> [EXERCISE DATA]:

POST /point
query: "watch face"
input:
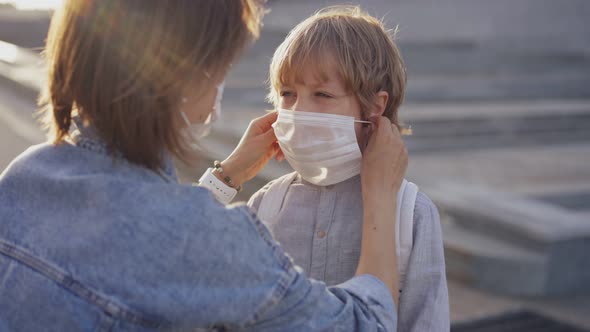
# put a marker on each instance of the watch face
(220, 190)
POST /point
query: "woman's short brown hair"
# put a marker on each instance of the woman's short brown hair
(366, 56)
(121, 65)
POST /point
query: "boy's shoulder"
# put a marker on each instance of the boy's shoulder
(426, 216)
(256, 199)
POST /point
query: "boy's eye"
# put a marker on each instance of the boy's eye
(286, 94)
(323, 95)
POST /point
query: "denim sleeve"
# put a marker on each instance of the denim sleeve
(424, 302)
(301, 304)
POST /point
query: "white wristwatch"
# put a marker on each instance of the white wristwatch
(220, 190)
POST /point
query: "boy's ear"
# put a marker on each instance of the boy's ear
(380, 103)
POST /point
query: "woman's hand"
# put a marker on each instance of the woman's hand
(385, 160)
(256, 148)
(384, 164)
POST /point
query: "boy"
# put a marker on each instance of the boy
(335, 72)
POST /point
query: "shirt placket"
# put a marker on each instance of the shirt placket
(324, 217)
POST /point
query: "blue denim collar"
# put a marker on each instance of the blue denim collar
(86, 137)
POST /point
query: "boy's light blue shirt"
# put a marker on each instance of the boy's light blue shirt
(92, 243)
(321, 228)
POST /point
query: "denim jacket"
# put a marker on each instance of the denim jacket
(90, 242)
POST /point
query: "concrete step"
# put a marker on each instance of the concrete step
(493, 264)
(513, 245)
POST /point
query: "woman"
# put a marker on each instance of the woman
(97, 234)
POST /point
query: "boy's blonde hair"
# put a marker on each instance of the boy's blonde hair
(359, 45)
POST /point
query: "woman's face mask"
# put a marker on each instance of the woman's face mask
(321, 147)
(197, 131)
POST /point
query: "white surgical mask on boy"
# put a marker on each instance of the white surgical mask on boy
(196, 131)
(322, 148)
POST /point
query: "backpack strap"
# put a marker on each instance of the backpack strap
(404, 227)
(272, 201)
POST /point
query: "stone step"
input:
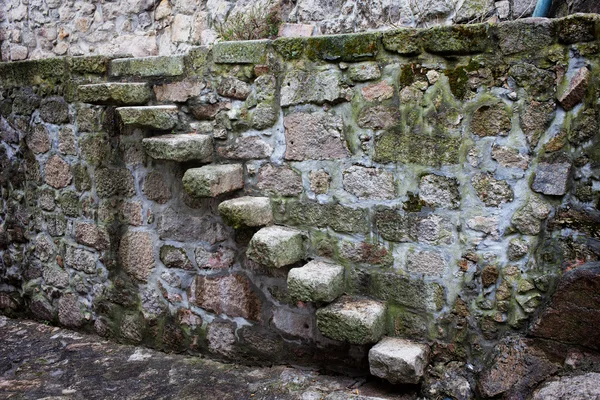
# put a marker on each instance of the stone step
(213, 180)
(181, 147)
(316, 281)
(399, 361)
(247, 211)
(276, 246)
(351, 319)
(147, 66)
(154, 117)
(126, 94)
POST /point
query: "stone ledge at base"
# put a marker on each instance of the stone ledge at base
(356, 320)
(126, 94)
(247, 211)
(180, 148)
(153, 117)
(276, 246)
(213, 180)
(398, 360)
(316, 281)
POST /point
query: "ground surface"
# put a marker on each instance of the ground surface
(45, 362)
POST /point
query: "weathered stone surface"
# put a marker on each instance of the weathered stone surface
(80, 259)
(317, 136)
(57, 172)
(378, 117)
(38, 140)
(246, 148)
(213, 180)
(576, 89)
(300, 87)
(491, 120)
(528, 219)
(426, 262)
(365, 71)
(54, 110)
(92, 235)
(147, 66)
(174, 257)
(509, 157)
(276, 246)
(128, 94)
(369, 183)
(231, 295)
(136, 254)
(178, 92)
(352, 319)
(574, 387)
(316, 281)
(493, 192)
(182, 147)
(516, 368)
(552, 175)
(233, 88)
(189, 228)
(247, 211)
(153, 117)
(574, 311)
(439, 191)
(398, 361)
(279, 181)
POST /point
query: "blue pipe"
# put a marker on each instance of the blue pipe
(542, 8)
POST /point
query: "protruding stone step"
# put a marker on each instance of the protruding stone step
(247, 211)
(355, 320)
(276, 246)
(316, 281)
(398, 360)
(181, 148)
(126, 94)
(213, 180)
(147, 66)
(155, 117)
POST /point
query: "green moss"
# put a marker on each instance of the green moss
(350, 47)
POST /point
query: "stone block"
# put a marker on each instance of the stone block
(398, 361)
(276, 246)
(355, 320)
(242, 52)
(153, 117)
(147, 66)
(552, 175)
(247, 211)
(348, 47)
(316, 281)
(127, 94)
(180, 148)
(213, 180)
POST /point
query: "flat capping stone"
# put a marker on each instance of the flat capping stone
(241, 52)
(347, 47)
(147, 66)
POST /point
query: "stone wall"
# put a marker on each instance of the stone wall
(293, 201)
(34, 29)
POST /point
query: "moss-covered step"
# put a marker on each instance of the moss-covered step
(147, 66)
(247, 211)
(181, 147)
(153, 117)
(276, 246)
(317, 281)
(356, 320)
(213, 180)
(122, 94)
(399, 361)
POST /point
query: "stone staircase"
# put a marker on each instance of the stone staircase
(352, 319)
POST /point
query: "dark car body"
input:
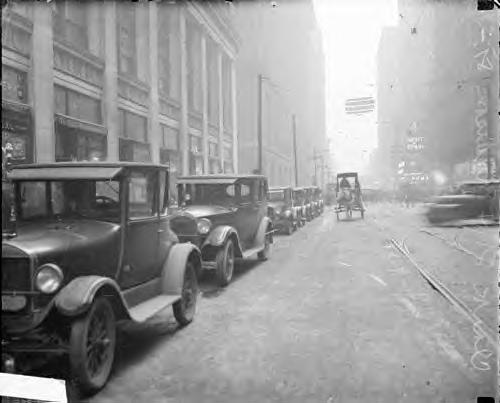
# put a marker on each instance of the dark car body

> [WORK INSTRUCTION]:
Each line of the listing must be restated word for word, and the pictures left out.

> [EXERCISE RESPONSE]:
POST /point
query: "watch face"
input:
# put a marker on each instance of the watch face
(220, 190)
POST /point
query: "woman's short brown hair"
# put a marker on each instance of the woman's short brown hair
(366, 56)
(121, 65)
POST /point
query: "boy's shoulder"
# put a marker on each instance of the boy's shoulder
(426, 216)
(256, 199)
POST /point
query: "boy's eye"
# put a marker on each instance of the boy's eye
(286, 94)
(323, 95)
POST /point
query: "denim sleeve"
# put a marker on each instance of the denim sleeve
(424, 302)
(301, 304)
POST /point
query: "white wristwatch"
# put a marker on each instance of the white wristwatch
(220, 190)
POST /point
query: "boy's ear"
# put a marker on each instance of the boy's ear
(380, 103)
POST /point
query: "woman's hand"
# put a marker on each instance of the woman's hand
(385, 160)
(256, 148)
(384, 164)
POST /point
query: "boy"
# put a marker on each instance of the boy
(335, 72)
POST /point
query: "shirt placket"
# put a marker on each instance of the shirt placket
(324, 217)
POST /point
query: "blue denim collar"
# put a marker on each instance of the blue denim collar
(86, 137)
POST /point
query: "boy's light blue shirt"
# put a marker on each instance of the boy's light blue shirt
(92, 243)
(321, 228)
POST /point
query: "denim jacket"
# put a marker on each instance of the denim jacket
(90, 242)
POST /point
query: "concrete step"
# put a marker on each instance of the concrete step
(493, 264)
(513, 245)
POST /point
query: "woman"
# put a marker on each instance of the woman
(97, 234)
POST /point
query: "boy's blonde hair"
# put a marker on each instance of the boy's blonde hair
(359, 45)
POST /point
query: "woman's face mask"
# put a marker on each instance of the woman's face mask
(321, 147)
(197, 131)
POST /point
query: "white surgical mask on boy"
# put a marker on each instance of the white surgical mask on boy
(196, 131)
(322, 148)
POST /point
query: "backpack strap"
# put a marker on each instance of the backpack strap
(404, 227)
(272, 201)
POST /point
query: "stone step"
input:
# put a marker on each instance of the stone step
(213, 180)
(181, 147)
(316, 281)
(399, 361)
(247, 211)
(276, 246)
(351, 319)
(147, 66)
(154, 117)
(126, 94)
POST /point
query: "stone ledge at base"
# put a marker on each instance of the stone ledge at base
(356, 320)
(126, 94)
(247, 211)
(180, 148)
(153, 117)
(276, 246)
(213, 180)
(398, 360)
(316, 281)
POST /point
query: "ground surface"
# put a marker on each instance of the ground surface
(45, 362)
POST /point
query: "weathered stone surface"
# put a marker on each instance of the weathered stone surface
(80, 259)
(317, 136)
(57, 172)
(378, 117)
(38, 140)
(246, 148)
(213, 180)
(576, 89)
(300, 87)
(491, 120)
(528, 219)
(426, 262)
(365, 71)
(54, 110)
(92, 235)
(147, 66)
(174, 257)
(509, 157)
(276, 246)
(128, 94)
(369, 183)
(231, 295)
(136, 254)
(178, 92)
(352, 319)
(574, 387)
(316, 281)
(493, 192)
(182, 147)
(516, 368)
(552, 175)
(233, 88)
(189, 228)
(247, 211)
(153, 117)
(574, 311)
(439, 191)
(398, 361)
(279, 181)
POST /point
query: "blue pipe"
# put a marker on each instance of the blue pipe
(542, 8)
POST /point
query: "protruding stone step"
# put a marker on each instance of the protruding stone step
(247, 211)
(355, 320)
(276, 246)
(316, 281)
(398, 360)
(181, 148)
(126, 94)
(213, 180)
(147, 66)
(155, 117)
POST /point
query: "green moss"
# put a marker on each instance of the green moss
(350, 47)
POST /point
query: "stone block"
# put a marker on each instance of the stone block
(398, 361)
(276, 246)
(355, 320)
(242, 52)
(153, 117)
(147, 66)
(552, 175)
(247, 211)
(348, 47)
(316, 281)
(127, 94)
(180, 148)
(213, 180)
POST /point
query: "flat capping stone"
# put a marker on each instance of the flat capping stone
(241, 52)
(347, 47)
(147, 66)
POST /point
query: "stone wall"
# put a marker on each instance of the stone wall
(293, 201)
(34, 29)
POST /point
query: "moss-covered step"
# put a marker on each instance of the moss-covered step
(147, 66)
(247, 211)
(181, 147)
(153, 117)
(276, 246)
(317, 281)
(356, 320)
(213, 180)
(122, 94)
(399, 361)
POST /point
query: "stone staircase"
# put a marker on each instance of the stone staircase
(352, 319)
POST /point
query: "dark car body"
input:
# put a marker on each instance of the dark car body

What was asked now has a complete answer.